> _COMPLETE THE FOLLOWING_:
A) In the text about the census lawsuit, to what date had the count been extended because of the coronavirus pandemic?
B) Continue the text about the census lawsuit from its last sentence.

> _EXTRACT_:
Four things: One, as of these rulings we are now at the point I mentioned earlier, where there are no statewide Green candidates. Two, this may moot the mandamus request to the SCOTX. Three, apparently I was wrong earlier, because August 28 is the deadline for party nominees to be certified for the ballot. August 21 is the deadline to withdraw. And finally, that strategy of not paying the filing fees while the lawsuit over filing fees carries on, even though there is no injunction stopping the filing fees, sure does not appear to have worked out well for the Greens.

Lawsuit filed to restore original Census deadline

Good.

Citing the high stakes of a botched census, Harris County and two of its Democratic county commissioners have signed on to a federal lawsuit trying to block the Trump administration’s efforts to end counting for the 2020 census a month earlier than planned.

The constitutionally required count of everyone living in the country had been extended due to the coronavirus pandemic and was to run through Oct. 31. But the Census Bureau announced earlier this month it will end the count sooner, moving up the deadline for responding to Sept. 30.

A federal lawsuit filed Monday in California alleges that the shortened schedule is unconstitutional because it will not produce a fair and accurate count and that the Census Bureau’s move violates federal administrative law because the decision was “arbitrary and capricious.”

> _DATA SHOWN_:
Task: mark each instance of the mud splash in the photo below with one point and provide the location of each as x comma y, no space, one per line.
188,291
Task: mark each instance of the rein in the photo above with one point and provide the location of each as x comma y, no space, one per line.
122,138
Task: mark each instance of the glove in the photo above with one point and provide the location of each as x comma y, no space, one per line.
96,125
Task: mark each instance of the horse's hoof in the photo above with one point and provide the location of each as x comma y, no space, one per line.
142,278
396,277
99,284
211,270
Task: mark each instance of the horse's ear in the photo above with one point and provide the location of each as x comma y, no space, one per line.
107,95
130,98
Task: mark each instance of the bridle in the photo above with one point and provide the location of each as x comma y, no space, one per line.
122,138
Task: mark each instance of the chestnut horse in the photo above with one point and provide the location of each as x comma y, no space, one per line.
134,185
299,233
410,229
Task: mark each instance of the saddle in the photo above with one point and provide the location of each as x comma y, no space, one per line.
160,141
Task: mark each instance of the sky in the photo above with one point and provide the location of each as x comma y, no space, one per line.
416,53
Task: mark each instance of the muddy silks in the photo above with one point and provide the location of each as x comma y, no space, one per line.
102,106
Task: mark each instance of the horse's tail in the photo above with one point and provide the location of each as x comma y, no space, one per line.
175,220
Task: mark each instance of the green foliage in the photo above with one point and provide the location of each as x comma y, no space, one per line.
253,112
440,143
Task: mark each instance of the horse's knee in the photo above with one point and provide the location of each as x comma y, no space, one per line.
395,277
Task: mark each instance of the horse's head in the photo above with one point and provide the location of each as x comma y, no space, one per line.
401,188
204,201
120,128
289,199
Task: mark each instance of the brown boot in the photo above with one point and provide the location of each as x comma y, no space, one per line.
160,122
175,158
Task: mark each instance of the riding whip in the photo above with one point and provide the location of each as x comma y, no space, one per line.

> _YOUR WRITTEN ANSWERS_:
A) Oct. 31

B)
The lawsuit is led by the National Urban League and the League of Women Voters. Harris County, which is the state’s largest, joined in along with other local entities including the city of Los Angeles and King County in Washington. Harris County Commissioners Rodney Ellis and Adrian Garcia are signed on as individual plaintiffs.

“Undercounted cities, counties, and municipalities will lose representation in Congress and tens of millions of dollars in funding,” the lawsuit reads. “And communities of color will lose core political power and vital services. In contrast to these dire stakes, the immediate solution to this problem is simple: set aside and enjoin implementation of the impossibly-shortened Rush Plan, which is based on an unexplained change of position, and allow the Census Bureau to implement the plan that it had designed to fulfill its constitutional duties during the pandemic.”

[…]

The October cutoff had offered organizers crucial overtime for the count after the coronavirus pandemic derailed canvassing and outreach efforts that in some regions of the state, like in Harris County, had been in the works for years.

But those efforts have been further disrupted by what Harris County and other plaintiffs in the lawsuit dubbed as the “rush plan.” Mailers ordered before the change had to be redone, with county workers forced to purchase stickers to cover the old deadline on those materials.

In announcing the new deadline, Census Bureau Director Steven Dillingham said the bureau planned to hire more employees “to accelerate the completion of data collection” and avoid a delay in reporting counts for seats in Congress and the distribution of redistricting data.

“The Census Bureau’s new plan reflects our continued commitment to conduct a complete count, provide accurate apportionment data, and protect the health and safety of the public and our workforce,” Dillingham said in a statement.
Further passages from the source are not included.